Aufgabe
Gib aus dem Lesetext unten die Passage von „Hat jetzt immer“ bis einschließlich „wird darüber berichtet.“ wortgetreu zurück.

# Sagma Sattel



## playbike (30. Mai 2020)

Fährt eigentlich schon jemand den Sagma Sattel?
Vielleicht kann jemand seine Erfahrung berichten. 
Verarbeitung, gibt es Knarzgeräusche...


----------



## souldriver (18. August 2020)

Auf der BikeYoke Seite taucht der Sattel nicht mehr auf!?
Eingestellt oder vergriffen?


----------



## MTB-News.de




----------



## Kubunter (18. August 2020)

Ist Sacki anwesend?
Er kann uns sicher was dazu sagen.
Hab den Sattel nicht im Einsatz, aber beim nächsten Tausch wäre das schon eine Option.


----------



## HarzEnduro (31. August 2020)

Gibt es bei r2.


----------



## playbike (9. März 2021)

Hat jetzt immer noch niemand den Sattel und kann berichten? 
@Sackmann da brauchts eine Promo Aktion ich würde den mal testen


----------



## Sackmann (9. März 2021)

Also hier gibt es nen ganz guten Erfahrungsbericht:
https://flowmountainbike.com/tests/cotic-bfemax-review-7-upgrades/ 
Auch in der aktuellen Bike wird darüber berichtet.
Weitere Magazine testen ihn gerade und in der "Radfahren" kommt bald ein ausführlicher Sattelvergleichstest.


----------



## playbike (9. März 2021)

Material
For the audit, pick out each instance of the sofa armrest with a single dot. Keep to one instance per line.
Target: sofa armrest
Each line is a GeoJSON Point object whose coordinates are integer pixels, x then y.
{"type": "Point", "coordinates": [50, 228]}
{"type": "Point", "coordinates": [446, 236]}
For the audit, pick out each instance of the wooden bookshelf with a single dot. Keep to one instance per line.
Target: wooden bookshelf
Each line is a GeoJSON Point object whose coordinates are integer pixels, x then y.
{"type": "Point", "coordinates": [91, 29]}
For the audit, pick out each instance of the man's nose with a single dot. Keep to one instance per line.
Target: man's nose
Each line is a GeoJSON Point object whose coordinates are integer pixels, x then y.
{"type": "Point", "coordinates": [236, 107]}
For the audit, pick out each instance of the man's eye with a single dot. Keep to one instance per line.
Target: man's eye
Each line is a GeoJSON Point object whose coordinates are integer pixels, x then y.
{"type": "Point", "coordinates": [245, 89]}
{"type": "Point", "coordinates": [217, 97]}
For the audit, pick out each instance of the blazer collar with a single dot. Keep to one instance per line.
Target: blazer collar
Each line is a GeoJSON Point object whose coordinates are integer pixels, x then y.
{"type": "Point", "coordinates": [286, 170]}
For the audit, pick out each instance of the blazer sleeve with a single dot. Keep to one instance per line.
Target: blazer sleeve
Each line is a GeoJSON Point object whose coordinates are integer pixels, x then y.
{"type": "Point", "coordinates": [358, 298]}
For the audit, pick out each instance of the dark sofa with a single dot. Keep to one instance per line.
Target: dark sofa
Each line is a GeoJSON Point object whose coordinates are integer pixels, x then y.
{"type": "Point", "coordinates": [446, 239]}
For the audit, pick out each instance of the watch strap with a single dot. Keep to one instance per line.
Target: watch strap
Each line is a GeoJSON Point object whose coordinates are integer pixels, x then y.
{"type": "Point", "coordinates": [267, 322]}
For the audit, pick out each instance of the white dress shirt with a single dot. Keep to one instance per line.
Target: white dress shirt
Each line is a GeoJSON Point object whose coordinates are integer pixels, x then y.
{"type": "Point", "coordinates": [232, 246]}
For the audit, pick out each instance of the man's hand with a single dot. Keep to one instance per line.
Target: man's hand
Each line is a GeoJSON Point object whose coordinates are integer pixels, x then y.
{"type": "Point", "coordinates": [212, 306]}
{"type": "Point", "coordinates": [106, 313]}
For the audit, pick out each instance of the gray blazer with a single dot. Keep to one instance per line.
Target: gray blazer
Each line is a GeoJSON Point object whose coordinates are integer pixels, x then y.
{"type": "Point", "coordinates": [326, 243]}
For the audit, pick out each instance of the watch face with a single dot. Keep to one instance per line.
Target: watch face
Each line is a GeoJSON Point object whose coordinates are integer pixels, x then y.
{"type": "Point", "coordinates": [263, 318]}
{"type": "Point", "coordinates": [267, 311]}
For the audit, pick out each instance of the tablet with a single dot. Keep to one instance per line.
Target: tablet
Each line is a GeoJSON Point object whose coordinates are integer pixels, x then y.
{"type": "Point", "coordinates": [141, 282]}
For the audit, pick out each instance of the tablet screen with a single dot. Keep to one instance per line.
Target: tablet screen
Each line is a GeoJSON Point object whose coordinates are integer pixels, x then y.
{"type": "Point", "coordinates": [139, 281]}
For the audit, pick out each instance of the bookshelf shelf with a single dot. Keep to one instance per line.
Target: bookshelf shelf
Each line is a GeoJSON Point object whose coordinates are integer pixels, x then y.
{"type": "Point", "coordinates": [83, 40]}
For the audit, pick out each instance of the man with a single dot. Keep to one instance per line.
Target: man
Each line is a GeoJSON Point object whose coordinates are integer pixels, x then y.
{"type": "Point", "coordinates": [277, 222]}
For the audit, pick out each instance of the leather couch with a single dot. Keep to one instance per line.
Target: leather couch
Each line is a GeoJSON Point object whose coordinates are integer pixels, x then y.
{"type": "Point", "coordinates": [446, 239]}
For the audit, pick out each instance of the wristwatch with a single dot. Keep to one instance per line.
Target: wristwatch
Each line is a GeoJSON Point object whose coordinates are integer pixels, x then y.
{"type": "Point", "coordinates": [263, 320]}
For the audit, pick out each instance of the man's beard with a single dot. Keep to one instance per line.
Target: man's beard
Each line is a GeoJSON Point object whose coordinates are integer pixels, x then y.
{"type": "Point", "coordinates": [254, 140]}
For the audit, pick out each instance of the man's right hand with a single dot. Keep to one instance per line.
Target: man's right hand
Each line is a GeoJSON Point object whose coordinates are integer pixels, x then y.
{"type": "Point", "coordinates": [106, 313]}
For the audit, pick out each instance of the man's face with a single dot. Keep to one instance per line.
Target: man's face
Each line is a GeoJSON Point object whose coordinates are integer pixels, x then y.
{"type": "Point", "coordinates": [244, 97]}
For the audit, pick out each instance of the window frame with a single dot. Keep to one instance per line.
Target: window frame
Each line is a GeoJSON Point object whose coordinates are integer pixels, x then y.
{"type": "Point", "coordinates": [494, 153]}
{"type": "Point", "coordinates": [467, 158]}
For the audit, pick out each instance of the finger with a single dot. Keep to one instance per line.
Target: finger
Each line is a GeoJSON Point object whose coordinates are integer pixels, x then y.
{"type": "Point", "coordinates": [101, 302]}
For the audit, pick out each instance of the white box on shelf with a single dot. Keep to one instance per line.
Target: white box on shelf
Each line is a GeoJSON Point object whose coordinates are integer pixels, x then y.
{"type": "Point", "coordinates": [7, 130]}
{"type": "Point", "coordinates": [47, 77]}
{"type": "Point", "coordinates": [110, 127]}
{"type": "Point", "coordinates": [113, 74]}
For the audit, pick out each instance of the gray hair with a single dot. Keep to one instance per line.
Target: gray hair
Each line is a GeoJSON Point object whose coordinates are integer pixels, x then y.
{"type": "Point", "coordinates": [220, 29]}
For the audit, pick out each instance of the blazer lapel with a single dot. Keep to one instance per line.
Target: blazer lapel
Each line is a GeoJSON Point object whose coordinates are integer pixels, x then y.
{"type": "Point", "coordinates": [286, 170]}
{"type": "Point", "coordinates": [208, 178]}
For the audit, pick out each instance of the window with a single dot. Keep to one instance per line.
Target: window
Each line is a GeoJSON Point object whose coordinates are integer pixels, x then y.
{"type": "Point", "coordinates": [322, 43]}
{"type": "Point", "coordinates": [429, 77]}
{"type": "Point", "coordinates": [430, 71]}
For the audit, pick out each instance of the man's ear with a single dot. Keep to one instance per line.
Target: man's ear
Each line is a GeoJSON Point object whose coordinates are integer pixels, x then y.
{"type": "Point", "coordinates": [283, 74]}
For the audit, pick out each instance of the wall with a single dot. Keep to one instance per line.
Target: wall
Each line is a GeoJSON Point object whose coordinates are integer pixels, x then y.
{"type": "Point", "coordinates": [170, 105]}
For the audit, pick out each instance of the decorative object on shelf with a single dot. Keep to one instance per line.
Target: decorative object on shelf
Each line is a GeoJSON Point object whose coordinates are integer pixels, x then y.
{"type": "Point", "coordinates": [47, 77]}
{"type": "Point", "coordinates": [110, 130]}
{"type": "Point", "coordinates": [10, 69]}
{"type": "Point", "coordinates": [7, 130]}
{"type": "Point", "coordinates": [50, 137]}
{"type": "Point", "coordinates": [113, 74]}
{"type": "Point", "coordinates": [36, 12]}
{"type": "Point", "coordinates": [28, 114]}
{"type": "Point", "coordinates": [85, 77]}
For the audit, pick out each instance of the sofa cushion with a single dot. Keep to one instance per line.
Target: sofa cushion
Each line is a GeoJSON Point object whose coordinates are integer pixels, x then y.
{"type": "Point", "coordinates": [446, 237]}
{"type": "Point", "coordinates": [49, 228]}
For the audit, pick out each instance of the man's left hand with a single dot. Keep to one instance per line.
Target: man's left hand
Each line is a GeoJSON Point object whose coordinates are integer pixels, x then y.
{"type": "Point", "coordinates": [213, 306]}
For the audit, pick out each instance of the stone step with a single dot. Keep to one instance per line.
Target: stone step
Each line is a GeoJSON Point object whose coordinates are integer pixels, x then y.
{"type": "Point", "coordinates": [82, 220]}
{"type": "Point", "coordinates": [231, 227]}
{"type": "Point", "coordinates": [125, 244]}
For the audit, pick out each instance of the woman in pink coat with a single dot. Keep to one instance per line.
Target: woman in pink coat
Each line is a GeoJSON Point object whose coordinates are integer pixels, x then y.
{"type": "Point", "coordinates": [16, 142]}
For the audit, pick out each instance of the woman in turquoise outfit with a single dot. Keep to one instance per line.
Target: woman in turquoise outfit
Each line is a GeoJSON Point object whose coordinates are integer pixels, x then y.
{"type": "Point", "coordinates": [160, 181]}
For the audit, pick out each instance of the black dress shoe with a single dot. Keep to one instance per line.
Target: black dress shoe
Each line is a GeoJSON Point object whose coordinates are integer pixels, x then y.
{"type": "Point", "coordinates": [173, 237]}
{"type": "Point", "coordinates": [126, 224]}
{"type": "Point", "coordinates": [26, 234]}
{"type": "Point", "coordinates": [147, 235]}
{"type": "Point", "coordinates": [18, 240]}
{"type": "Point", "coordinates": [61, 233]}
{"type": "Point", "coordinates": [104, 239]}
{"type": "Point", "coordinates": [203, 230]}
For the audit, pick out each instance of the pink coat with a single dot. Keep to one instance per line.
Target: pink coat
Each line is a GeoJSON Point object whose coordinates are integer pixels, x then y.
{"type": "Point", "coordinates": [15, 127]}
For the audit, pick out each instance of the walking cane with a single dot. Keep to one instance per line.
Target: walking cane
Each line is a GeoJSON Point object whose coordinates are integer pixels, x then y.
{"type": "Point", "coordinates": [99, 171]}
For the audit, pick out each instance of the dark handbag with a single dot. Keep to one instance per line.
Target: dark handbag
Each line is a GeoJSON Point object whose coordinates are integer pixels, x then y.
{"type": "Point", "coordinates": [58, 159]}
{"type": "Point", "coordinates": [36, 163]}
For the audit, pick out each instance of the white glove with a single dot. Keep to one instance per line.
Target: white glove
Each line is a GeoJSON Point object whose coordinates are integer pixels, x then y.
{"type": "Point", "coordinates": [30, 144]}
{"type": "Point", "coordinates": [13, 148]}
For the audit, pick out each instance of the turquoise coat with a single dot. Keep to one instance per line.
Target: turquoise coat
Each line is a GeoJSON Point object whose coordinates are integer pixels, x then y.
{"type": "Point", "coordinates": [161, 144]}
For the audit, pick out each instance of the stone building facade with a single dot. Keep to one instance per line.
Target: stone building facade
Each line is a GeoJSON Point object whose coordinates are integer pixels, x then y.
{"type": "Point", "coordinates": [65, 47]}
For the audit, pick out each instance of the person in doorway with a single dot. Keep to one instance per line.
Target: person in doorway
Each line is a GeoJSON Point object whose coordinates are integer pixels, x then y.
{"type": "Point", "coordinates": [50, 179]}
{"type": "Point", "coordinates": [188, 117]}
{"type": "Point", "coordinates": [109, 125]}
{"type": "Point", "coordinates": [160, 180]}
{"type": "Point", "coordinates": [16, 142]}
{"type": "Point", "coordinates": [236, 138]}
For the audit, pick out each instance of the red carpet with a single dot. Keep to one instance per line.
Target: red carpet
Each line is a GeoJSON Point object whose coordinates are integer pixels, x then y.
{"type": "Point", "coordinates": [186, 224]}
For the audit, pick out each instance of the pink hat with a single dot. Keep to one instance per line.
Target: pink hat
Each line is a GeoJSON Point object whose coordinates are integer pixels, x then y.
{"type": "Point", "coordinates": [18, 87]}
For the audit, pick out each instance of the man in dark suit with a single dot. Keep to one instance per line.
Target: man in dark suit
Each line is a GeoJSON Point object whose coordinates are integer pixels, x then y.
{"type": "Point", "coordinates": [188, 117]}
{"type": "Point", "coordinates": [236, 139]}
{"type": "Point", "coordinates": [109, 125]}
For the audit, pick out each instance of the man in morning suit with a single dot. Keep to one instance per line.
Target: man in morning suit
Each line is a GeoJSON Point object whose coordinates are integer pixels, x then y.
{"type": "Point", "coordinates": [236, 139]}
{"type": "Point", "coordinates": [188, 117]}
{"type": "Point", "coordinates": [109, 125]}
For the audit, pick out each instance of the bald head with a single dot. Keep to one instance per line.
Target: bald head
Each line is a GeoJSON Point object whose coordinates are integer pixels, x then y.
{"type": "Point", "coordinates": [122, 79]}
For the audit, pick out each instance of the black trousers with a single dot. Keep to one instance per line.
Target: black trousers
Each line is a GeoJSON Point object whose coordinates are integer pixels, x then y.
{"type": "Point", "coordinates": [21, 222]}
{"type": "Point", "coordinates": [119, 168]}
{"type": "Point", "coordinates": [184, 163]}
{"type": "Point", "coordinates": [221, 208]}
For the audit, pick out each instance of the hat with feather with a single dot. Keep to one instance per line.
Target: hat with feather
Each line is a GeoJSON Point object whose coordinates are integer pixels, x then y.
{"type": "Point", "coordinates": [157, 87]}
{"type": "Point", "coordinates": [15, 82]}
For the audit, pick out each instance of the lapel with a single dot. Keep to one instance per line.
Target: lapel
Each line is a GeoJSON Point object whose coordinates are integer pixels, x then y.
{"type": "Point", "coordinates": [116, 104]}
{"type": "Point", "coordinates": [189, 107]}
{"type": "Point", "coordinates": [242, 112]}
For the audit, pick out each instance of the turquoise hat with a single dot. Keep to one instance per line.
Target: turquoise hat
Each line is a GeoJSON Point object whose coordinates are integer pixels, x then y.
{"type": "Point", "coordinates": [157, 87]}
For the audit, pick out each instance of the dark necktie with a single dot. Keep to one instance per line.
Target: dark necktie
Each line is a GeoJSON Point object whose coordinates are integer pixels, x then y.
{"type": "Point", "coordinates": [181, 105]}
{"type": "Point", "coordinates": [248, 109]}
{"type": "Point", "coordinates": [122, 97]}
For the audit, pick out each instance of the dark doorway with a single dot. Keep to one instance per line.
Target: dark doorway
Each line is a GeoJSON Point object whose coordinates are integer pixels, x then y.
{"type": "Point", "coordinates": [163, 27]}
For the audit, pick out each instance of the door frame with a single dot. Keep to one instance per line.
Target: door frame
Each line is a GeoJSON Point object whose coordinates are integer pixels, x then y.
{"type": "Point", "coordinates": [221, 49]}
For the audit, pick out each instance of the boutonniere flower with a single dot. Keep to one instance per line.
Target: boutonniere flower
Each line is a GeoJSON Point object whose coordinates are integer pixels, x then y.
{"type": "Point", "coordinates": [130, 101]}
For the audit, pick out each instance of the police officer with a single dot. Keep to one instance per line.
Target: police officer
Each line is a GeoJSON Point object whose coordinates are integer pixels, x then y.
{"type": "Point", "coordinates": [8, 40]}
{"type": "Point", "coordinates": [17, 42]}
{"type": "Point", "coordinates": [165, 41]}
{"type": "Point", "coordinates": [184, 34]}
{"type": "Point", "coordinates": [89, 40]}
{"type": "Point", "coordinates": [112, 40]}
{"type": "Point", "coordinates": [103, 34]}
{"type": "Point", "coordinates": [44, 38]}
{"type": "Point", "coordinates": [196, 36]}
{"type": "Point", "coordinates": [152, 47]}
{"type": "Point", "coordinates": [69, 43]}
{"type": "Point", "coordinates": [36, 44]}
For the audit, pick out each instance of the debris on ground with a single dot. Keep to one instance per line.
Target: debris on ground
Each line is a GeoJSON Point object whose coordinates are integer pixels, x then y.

Ergebnis
Hat jetzt immer noch niemand den Sattel und kann berichten? 
@Sackmann da brauchts eine Promo Aktion ich würde den mal testen


----------



## Sackmann (9. März 2021)

Also hier gibt es nen ganz guten Erfahrungsbericht:
https://flowmountainbike.com/tests/cotic-bfemax-review-7-upgrades/ 
Auch in der aktuellen Bike wird darüber berichtet.